## BEGIN
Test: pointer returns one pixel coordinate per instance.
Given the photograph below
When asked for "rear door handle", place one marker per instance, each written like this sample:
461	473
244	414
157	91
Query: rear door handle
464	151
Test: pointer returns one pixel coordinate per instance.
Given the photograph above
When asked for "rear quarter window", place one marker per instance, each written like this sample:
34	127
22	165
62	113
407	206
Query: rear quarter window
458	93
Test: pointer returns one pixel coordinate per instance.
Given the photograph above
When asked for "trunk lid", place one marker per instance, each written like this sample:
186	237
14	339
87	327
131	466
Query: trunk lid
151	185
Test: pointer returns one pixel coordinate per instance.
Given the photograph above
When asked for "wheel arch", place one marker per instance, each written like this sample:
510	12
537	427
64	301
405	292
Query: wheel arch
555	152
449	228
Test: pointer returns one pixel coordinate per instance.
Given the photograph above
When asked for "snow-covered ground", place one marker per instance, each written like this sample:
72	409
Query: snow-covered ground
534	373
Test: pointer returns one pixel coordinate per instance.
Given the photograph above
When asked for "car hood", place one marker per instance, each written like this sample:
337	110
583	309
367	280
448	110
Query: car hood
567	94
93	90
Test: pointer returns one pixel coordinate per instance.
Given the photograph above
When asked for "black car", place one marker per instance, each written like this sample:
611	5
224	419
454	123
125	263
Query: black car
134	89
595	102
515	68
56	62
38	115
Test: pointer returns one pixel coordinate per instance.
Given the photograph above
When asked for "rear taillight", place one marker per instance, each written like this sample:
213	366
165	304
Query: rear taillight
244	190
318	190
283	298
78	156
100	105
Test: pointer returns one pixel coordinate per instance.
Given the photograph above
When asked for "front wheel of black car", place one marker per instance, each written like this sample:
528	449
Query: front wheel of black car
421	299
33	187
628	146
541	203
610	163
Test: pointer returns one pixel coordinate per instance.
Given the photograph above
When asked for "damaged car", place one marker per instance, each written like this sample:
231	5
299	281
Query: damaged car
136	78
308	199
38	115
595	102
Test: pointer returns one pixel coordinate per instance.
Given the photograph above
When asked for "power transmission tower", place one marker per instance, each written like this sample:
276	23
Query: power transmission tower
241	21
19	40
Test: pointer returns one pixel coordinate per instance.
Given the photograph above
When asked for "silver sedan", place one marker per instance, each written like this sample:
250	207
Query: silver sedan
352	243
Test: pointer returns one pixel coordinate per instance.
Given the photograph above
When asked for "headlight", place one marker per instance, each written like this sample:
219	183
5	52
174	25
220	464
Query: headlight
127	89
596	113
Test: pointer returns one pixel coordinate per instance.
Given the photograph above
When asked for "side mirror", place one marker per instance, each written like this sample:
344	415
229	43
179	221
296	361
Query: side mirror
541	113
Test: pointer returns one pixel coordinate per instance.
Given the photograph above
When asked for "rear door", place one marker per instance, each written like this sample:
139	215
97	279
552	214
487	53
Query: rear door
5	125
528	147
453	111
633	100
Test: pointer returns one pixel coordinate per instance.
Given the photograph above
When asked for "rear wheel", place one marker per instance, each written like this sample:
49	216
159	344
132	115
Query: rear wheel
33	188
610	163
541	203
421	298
## END
**TO DO:** Count the lines in the records that contain the word "rear" and reply with the number alone.

**TASK ANSWER:** 10